▸ Data records:
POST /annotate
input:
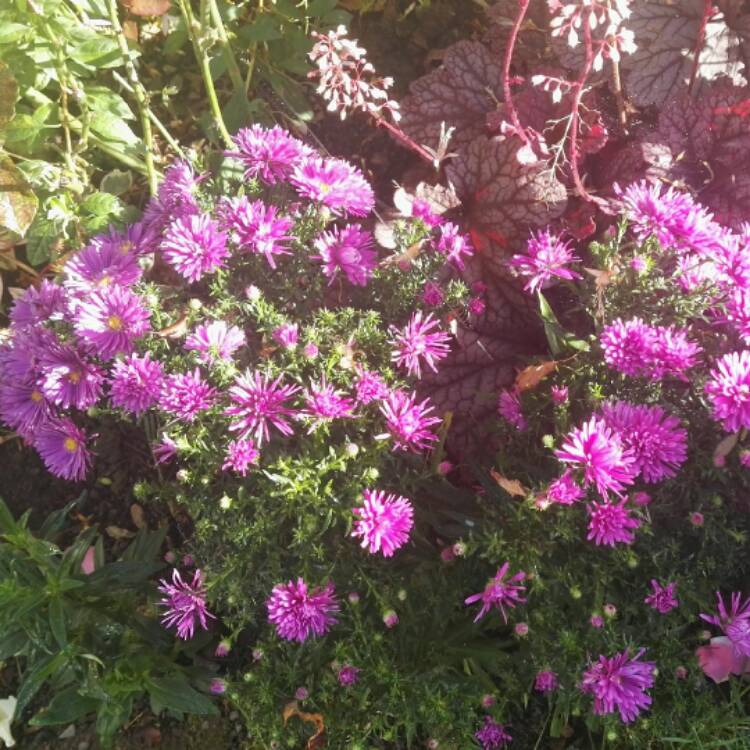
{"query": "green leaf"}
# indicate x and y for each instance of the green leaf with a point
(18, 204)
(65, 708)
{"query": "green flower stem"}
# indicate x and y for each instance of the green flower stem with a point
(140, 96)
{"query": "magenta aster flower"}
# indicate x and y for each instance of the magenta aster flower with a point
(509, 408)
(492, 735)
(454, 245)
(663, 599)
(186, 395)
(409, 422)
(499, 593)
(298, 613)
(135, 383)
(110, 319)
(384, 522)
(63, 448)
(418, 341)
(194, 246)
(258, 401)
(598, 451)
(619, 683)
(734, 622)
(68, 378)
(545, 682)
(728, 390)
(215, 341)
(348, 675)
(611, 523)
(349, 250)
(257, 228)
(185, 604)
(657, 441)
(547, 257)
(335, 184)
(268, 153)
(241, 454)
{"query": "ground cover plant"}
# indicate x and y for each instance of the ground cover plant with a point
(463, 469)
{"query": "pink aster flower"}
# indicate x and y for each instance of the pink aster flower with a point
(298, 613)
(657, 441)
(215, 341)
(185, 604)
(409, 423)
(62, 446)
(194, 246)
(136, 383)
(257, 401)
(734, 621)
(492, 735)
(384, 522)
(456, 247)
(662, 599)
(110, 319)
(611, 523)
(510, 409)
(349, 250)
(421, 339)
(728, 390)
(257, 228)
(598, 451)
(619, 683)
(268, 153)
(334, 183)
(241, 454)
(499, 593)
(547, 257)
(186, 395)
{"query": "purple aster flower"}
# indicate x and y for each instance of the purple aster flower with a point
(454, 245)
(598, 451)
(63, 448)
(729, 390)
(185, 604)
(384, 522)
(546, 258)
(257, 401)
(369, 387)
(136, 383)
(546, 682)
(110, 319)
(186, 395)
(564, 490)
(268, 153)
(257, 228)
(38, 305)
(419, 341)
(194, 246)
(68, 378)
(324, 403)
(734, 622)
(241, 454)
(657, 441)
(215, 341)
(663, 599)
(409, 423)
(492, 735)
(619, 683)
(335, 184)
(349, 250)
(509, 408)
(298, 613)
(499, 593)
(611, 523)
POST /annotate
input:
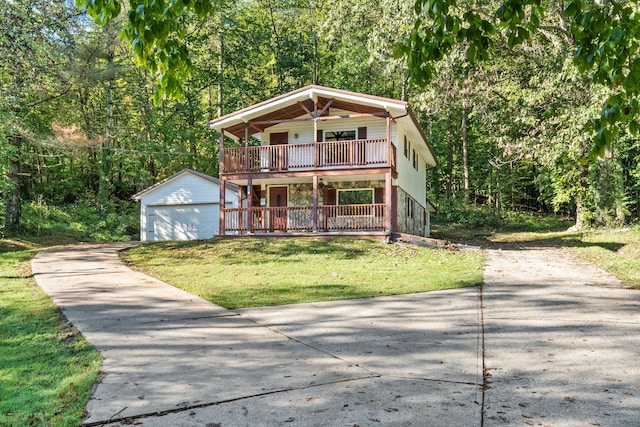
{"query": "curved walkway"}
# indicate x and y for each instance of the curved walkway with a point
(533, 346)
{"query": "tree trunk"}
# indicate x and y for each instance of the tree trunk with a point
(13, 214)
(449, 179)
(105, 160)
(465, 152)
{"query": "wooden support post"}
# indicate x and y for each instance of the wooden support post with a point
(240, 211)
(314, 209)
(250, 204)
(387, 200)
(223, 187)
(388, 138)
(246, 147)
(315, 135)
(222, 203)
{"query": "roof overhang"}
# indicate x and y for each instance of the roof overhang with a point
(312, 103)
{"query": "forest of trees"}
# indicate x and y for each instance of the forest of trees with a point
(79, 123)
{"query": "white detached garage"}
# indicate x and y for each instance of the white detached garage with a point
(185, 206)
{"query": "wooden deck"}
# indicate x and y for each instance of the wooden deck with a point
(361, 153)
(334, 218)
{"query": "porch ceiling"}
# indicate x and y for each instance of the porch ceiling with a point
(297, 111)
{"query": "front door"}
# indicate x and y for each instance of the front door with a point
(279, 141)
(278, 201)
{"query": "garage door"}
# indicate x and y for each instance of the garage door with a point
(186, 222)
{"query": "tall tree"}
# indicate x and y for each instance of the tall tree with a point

▸ Problem to solve: Pull out every line in the listing above that contains the word "tall".

▸ Result of the exercise:
{"query": "tall tree"}
# indicate x and y for each instance of the tall tree with a point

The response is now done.